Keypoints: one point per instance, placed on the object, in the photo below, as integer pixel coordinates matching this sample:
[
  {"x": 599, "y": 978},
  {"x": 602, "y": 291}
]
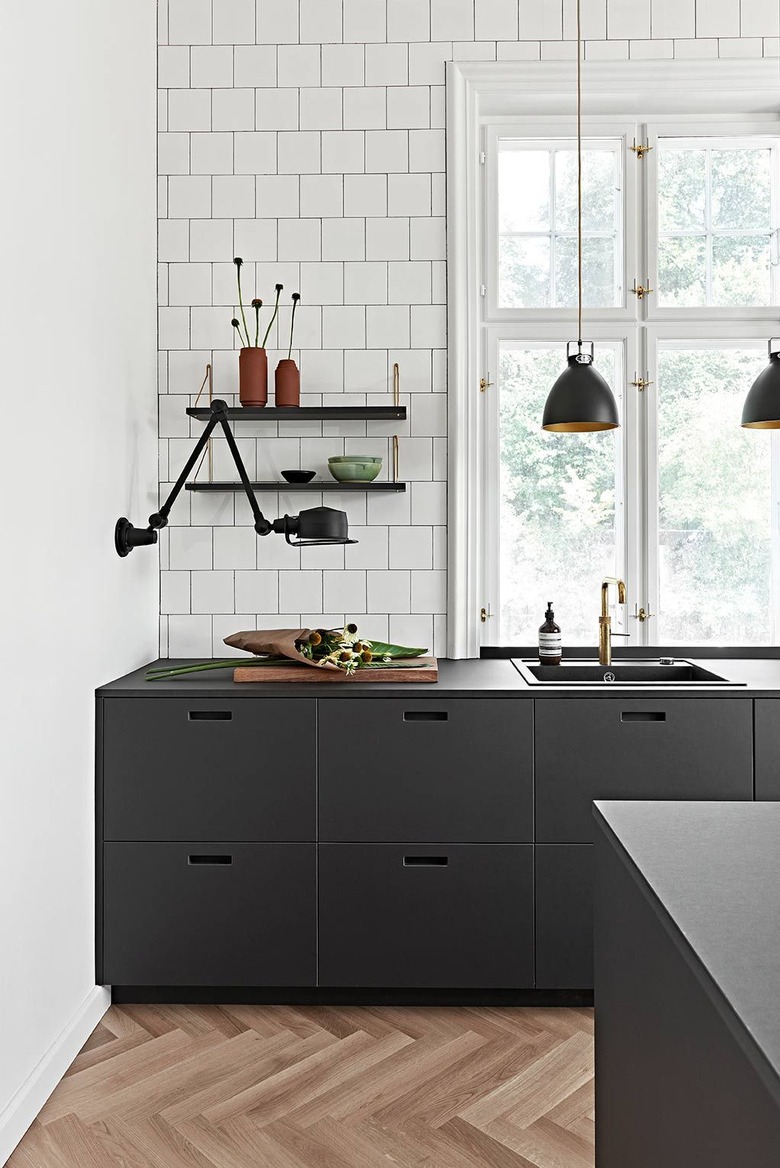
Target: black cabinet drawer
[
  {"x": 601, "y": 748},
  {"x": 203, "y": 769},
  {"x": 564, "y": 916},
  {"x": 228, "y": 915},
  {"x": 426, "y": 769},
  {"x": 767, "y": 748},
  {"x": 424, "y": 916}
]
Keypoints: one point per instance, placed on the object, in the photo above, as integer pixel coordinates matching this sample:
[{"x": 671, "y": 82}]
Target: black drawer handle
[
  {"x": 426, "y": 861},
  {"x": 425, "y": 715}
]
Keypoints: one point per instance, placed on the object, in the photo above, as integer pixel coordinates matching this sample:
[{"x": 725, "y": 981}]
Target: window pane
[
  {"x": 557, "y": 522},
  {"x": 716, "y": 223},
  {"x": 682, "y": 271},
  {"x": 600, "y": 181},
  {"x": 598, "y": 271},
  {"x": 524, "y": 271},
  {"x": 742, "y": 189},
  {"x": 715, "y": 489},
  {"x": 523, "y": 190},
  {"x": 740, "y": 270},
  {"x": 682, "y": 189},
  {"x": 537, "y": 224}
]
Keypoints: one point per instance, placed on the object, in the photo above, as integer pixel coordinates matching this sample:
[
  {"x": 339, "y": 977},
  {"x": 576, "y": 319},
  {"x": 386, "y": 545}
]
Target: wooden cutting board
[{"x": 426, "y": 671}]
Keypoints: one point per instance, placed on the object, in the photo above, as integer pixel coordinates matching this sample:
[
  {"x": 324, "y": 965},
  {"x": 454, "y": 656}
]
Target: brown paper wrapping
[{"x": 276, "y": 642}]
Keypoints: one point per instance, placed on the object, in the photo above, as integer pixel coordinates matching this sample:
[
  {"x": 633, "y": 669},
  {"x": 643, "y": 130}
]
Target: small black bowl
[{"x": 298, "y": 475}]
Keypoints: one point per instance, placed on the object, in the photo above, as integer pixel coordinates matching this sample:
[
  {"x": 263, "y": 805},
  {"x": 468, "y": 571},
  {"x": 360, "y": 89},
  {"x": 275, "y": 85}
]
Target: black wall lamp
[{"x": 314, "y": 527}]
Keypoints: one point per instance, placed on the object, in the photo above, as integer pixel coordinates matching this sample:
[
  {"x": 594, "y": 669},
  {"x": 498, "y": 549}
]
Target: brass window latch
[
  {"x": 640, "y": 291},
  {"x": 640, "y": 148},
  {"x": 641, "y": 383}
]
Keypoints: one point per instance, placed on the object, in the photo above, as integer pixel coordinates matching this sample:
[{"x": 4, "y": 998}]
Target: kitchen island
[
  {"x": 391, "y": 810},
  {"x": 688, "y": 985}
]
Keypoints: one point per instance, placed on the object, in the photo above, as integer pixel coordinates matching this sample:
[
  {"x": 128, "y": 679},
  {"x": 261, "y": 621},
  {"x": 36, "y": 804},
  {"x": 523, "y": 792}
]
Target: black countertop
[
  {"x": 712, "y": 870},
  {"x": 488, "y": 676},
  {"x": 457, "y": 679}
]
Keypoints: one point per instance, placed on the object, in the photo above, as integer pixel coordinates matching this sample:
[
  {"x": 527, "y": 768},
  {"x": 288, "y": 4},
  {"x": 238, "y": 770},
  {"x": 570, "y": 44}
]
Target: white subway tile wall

# Required task
Without the pictures, restate all of the entries above verbatim.

# Complete output
Keypoints: one point per instance, placed on the object, in the photo below, as integer pixel coordinates matching this sample:
[
  {"x": 599, "y": 978},
  {"x": 602, "y": 291}
]
Target: black cabinet drawer
[
  {"x": 601, "y": 748},
  {"x": 203, "y": 769},
  {"x": 564, "y": 916},
  {"x": 228, "y": 915},
  {"x": 426, "y": 769},
  {"x": 767, "y": 748},
  {"x": 424, "y": 916}
]
Keypoints: one point per instance, placed on the object, in the photo above, as integer pixel coordinates matching this sample:
[{"x": 671, "y": 82}]
Target: black drawer handle
[
  {"x": 426, "y": 861},
  {"x": 425, "y": 715}
]
Keypoints: one point per instance, placed on the object, in the photo above, as integer pixel coordinates matching this sample:
[{"x": 725, "y": 981}]
Target: window pane
[
  {"x": 557, "y": 522},
  {"x": 716, "y": 223},
  {"x": 682, "y": 271},
  {"x": 600, "y": 181},
  {"x": 598, "y": 271},
  {"x": 524, "y": 271},
  {"x": 742, "y": 189},
  {"x": 715, "y": 489},
  {"x": 523, "y": 190},
  {"x": 740, "y": 270},
  {"x": 682, "y": 189},
  {"x": 537, "y": 224}
]
Keypoints: one point per instance, placed on the object, in the photo above, as integer pixel coordinates matching this sample:
[
  {"x": 339, "y": 977},
  {"x": 576, "y": 319},
  {"x": 386, "y": 545}
]
Target: wooden cutting board
[{"x": 426, "y": 671}]
Keypoints: one point per instance, placed on the object, in the photo above, as integer pixel coordinates matching this sample:
[
  {"x": 324, "y": 965},
  {"x": 454, "y": 656}
]
Target: brown paper wrapping
[{"x": 276, "y": 642}]
Keypoints: one point per instance, placed on the object, in the photo above, as integer pixel coordinates matching this sample:
[
  {"x": 633, "y": 669},
  {"x": 643, "y": 130}
]
Target: small black bowl
[{"x": 298, "y": 475}]
Keypoints: one point per instance, placed on the object, in the photo above, as integer pixel coordinates matching this sample:
[
  {"x": 263, "y": 805},
  {"x": 468, "y": 571},
  {"x": 360, "y": 89},
  {"x": 275, "y": 85}
]
Target: black wall lamp
[{"x": 314, "y": 527}]
Keypoints: one point per instance, placed on the object, in the photo above, as integer pixel coordinates matching this sample:
[
  {"x": 594, "y": 669},
  {"x": 498, "y": 549}
]
Target: brass window latch
[
  {"x": 640, "y": 291},
  {"x": 640, "y": 148},
  {"x": 641, "y": 383}
]
Keypoints: one point per instance, placed on the object, in the photo above, as integer pixel coordinates matching this sample:
[{"x": 4, "y": 998}]
Target: kitchen island
[
  {"x": 391, "y": 810},
  {"x": 688, "y": 985}
]
Keypoints: one point per instance, placed on the object, in the photo above, as integer pixel coordinates matching this sample:
[
  {"x": 128, "y": 679},
  {"x": 261, "y": 621},
  {"x": 36, "y": 804},
  {"x": 523, "y": 792}
]
Target: black countertop
[
  {"x": 712, "y": 870},
  {"x": 488, "y": 676},
  {"x": 457, "y": 679}
]
Keypoints: one point per instance, placed on the object, in the photo above, as integer pixel coordinates matching this sample:
[
  {"x": 527, "y": 768},
  {"x": 288, "y": 4},
  {"x": 238, "y": 770},
  {"x": 570, "y": 44}
]
Target: white subway tile wall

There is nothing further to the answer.